WHAT THE EXERCISE ASKS: Convert all of the lines below into a numbered list, omitting any blank lines and leaving out the pictures.

RECORDS PROVIDED:
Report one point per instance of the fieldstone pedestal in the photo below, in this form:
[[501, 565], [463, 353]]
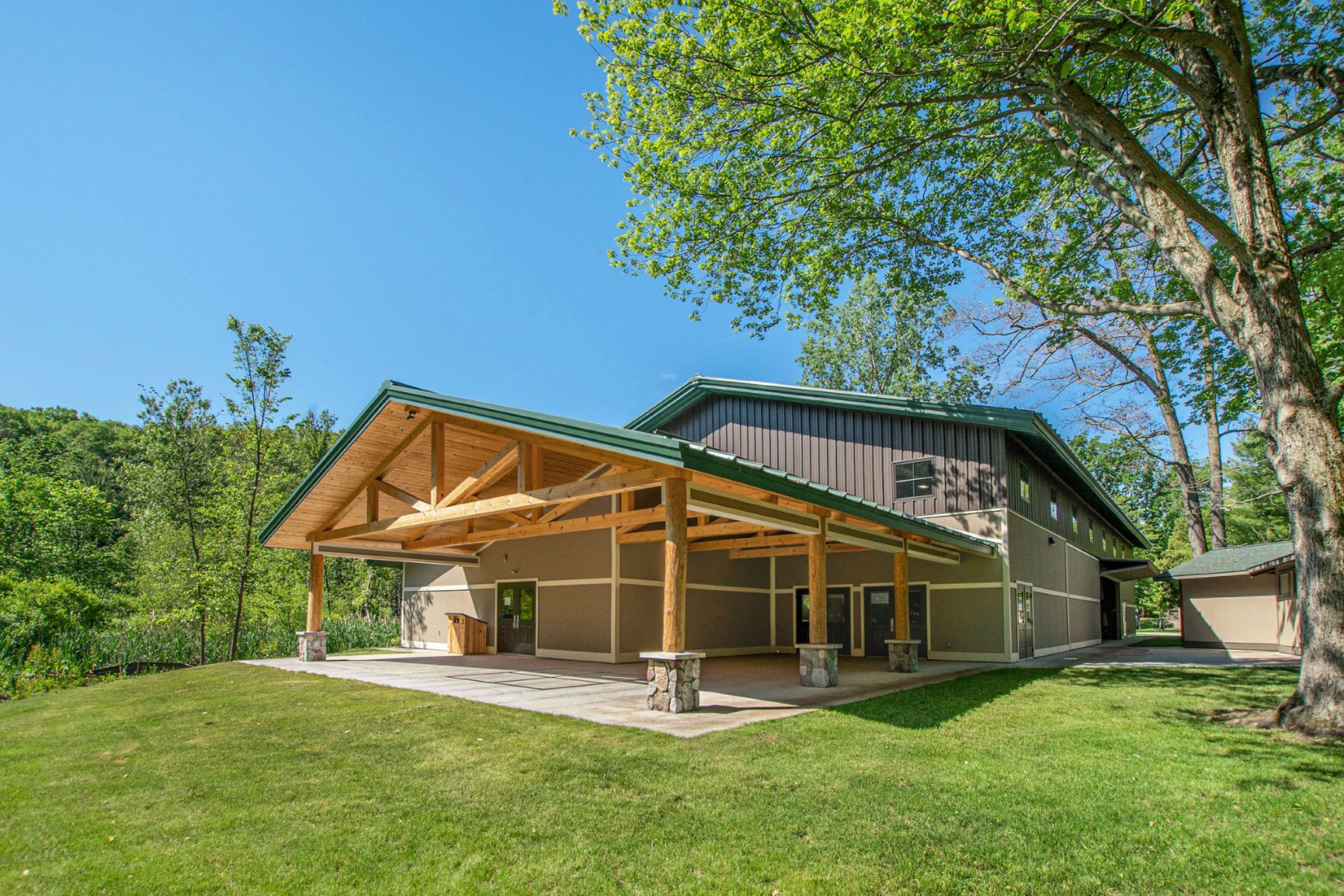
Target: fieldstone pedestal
[[818, 665], [312, 645], [902, 655], [674, 680]]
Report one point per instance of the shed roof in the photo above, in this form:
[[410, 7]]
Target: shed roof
[[648, 446], [1231, 561], [1029, 426]]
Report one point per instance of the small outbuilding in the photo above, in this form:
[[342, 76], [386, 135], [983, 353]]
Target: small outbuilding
[[1242, 598]]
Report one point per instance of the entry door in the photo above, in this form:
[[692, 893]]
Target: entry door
[[1026, 634], [919, 616], [878, 620], [515, 614], [838, 616], [1109, 610]]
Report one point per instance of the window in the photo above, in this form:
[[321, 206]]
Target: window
[[914, 478]]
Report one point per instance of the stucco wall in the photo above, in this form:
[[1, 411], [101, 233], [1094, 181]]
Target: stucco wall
[[1231, 612]]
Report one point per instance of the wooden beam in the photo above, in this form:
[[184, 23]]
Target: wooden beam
[[377, 472], [901, 579], [757, 542], [484, 476], [674, 566], [818, 586], [788, 551], [696, 532], [314, 592], [437, 482], [558, 527], [492, 507], [401, 495]]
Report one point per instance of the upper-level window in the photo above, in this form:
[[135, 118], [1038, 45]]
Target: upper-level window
[[914, 478]]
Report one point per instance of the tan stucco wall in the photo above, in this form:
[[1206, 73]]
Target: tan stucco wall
[[1233, 610]]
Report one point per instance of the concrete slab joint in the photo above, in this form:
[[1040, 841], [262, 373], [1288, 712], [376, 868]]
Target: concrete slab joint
[[902, 655], [312, 645], [819, 665], [674, 680]]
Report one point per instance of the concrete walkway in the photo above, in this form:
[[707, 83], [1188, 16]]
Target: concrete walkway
[[737, 689]]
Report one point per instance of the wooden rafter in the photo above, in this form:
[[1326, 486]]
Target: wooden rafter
[[491, 507], [558, 527]]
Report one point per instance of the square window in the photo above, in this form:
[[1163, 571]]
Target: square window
[[914, 478]]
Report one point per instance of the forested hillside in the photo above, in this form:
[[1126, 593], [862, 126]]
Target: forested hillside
[[124, 544]]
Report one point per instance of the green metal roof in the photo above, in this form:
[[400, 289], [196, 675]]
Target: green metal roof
[[647, 446], [1029, 426], [1231, 561]]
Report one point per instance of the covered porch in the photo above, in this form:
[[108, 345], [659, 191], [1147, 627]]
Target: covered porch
[[739, 689], [433, 480]]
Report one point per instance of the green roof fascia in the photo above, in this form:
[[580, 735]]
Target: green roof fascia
[[730, 467], [1023, 423], [648, 446]]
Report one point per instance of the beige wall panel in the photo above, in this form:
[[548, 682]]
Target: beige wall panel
[[1084, 621], [967, 621], [1031, 557], [1234, 610], [575, 616], [717, 620], [1084, 575], [1050, 621], [640, 618]]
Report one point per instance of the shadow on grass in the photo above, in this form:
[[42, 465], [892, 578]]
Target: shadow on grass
[[934, 704]]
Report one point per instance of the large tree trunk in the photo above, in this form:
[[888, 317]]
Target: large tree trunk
[[1300, 419], [1217, 516]]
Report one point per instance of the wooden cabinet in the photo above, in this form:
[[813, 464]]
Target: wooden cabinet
[[465, 634]]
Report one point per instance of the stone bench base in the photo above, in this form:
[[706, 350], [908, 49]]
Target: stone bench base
[[312, 645], [902, 655], [818, 665], [674, 680]]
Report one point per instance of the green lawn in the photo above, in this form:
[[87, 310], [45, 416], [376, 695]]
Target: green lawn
[[1026, 781]]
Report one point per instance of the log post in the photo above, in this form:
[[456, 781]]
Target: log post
[[674, 567], [818, 586], [312, 641], [901, 586], [674, 673], [902, 651], [818, 660]]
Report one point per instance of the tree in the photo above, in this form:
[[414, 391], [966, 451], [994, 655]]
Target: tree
[[779, 149], [182, 456], [259, 373], [886, 339]]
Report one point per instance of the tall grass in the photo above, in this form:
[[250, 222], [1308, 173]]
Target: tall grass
[[75, 653]]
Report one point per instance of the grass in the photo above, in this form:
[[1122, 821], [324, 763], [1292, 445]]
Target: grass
[[1158, 641], [234, 778]]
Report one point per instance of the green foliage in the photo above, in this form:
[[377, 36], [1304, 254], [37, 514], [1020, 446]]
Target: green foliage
[[886, 339], [54, 528], [1255, 507]]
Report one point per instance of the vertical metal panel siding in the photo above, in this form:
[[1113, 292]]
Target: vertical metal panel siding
[[855, 450]]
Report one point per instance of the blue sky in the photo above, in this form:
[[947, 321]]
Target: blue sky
[[394, 186]]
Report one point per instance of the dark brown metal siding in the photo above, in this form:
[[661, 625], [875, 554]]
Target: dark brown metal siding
[[855, 450], [1038, 509]]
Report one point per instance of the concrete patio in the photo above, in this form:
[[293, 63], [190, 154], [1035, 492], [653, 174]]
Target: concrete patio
[[737, 689]]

COMPLETE RESPONSE:
1. Report one point per instance of the fieldstone pedestal in the photo below, in this form:
2. [[501, 565], [463, 353]]
3. Target: fieldstone pedestal
4. [[818, 665], [312, 645], [902, 655], [674, 680]]
5. Report one point per instance of the shed roof in the photo above, in this form:
6. [[410, 7]]
7. Target: shed roof
8. [[648, 446], [1231, 561], [1029, 426]]
9. Report one point per instance of the small outbuilding in the photo above, in this form:
10. [[342, 76], [386, 135], [983, 353]]
11. Target: small outbuilding
12. [[1242, 598]]
13. Report one point per instance of the entry door in the photo above, in this form:
14. [[692, 893]]
15. Target: entry door
16. [[1026, 634], [919, 616], [878, 620], [515, 614], [838, 616], [1109, 610]]
17. Report one point per instance of the window in the photo above, in this form:
18. [[321, 206]]
19. Target: window
20. [[914, 478]]
21. Report one point per instance of the stucco wall in the photo above, in this form:
22. [[1, 411], [101, 233], [1094, 181]]
23. Target: stucco wall
24. [[1231, 612]]
25. Report one point per instance of the wooden beam in the photo above, in this form:
26. [[184, 23]]
27. Target: wooden beam
28. [[377, 472], [901, 579], [757, 542], [484, 476], [674, 566], [818, 586], [788, 551], [696, 532], [314, 592], [437, 482], [558, 527], [492, 507], [401, 495]]
29. Report one point per instance of the upper-level window in the photo above, in this form:
30. [[135, 118], [1038, 45]]
31. Target: upper-level window
32. [[914, 478]]
33. Report one point per instance of the tan stucco wall in the photo above, in this form:
34. [[1206, 73]]
35. Target: tan stucco wall
36. [[1233, 610]]
37. Report one point per instance of the concrete slab joint in the photo above, in this form:
38. [[1040, 841], [262, 373], [1288, 712], [376, 868]]
39. Target: concrete slab joint
40. [[902, 655], [312, 645], [819, 665], [674, 680]]
41. Report one point per instance of the concrete walkway in the photo above, in this form:
42. [[707, 83], [1188, 16]]
43. Target: concrete walkway
44. [[737, 689]]
45. Report one point per instance of the wooden rafter in the photo above, in this form:
46. [[1326, 486]]
47. Target: wooden rafter
48. [[491, 507], [558, 527]]
49. Report one point per instance of the square window in the photo above, in this form:
50. [[1163, 571]]
51. Target: square window
52. [[914, 478]]
53. Report one point per instance of the forested hillside in the photo above, in this form:
54. [[1126, 593], [862, 126]]
55. Target: forested hillside
56. [[124, 544]]
57. Report one point per instance of the green metal roof in the photo above, in this form:
58. [[400, 289], [196, 675]]
59. Target: green metal roof
60. [[647, 446], [1029, 426], [1231, 561]]
61. Report one point per instance of the covered porch in the photo above, in this form:
62. [[108, 345], [659, 191], [1147, 627]]
63. Target: covered porch
64. [[739, 689], [433, 480]]
65. Report one point per instance of the green roof fascia in the photo above, in this form:
66. [[580, 735]]
67. Target: green roof fascia
68. [[730, 467], [1023, 423], [648, 446]]
69. Report one point per instance of the beige wall panel in the photo above, in this form:
70. [[548, 682]]
71. Target: beige wall panel
72. [[1084, 621], [967, 621], [1031, 557], [1234, 610], [575, 616], [717, 620], [1084, 575], [1050, 621], [640, 618]]
73. Report one point per instance of the shadow on grass in the photo above, in this form:
74. [[42, 465], [892, 578]]
75. Target: shadow on grass
76. [[934, 704]]
77. Report one point per instance of the large tree trunk in the photo above, in this form:
78. [[888, 317]]
79. Target: large tree trunk
80. [[1300, 419], [1217, 516]]
81. Report one point per instance of the wooden cabinet in the photo above, in this form:
82. [[813, 464]]
83. Target: wooden cabinet
84. [[465, 634]]
85. Report one point per instance of the stone bench base in the photo above, in this form:
86. [[706, 350], [908, 49]]
87. Target: stone bench base
88. [[312, 645], [902, 655], [818, 665], [674, 680]]
89. Report one point per instance of the green lawn in the photo above, in this form:
90. [[87, 310], [45, 416], [376, 695]]
91. Target: green lawn
92. [[1026, 781]]
93. Report one point per instance of the log post in the photo above, in this form:
94. [[456, 781]]
95. Target: log post
96. [[674, 567], [818, 586], [312, 641], [901, 586], [674, 673], [902, 651], [818, 660]]
97. Report one point per instance of the tree in the photo above, in this form:
98. [[414, 391], [966, 451], [994, 655]]
99. Target: tree
100. [[779, 149], [182, 456], [259, 373], [886, 339]]
101. Report one point per instance of the tall grass in the photo above, in this form:
102. [[250, 222], [1308, 173]]
103. Target: tall grass
104. [[75, 653]]
105. Report one point per instance of the grass in the photo above, in this form:
106. [[1122, 821], [324, 763], [1292, 445]]
107. Target: grass
108. [[1158, 641], [234, 778]]
109. Report one point per instance of the green foliage in the photo above, in this form:
110. [[377, 36], [1304, 254], [37, 514], [1020, 446]]
111. Target: green foliage
112. [[886, 339], [54, 528], [1255, 507]]
113. Report one point per instance of the vertical metal panel siding in the photo above, in this form:
114. [[1113, 292]]
115. Target: vertical metal panel siding
116. [[855, 450]]
117. Report one point per instance of the blue sky in the photo above, in this form:
118. [[947, 321]]
119. Target: blue sky
120. [[394, 186]]
121. Report one point per instance of the dark brown metal siding in the photo above, in this form:
122. [[661, 625], [875, 554]]
123. Target: dark brown metal siding
124. [[855, 450], [1038, 509]]
125. Report one point per instance of the concrete patio in the photo above, in this form:
126. [[293, 63], [190, 154], [1035, 492], [653, 174]]
127. Target: concrete patio
128. [[737, 689]]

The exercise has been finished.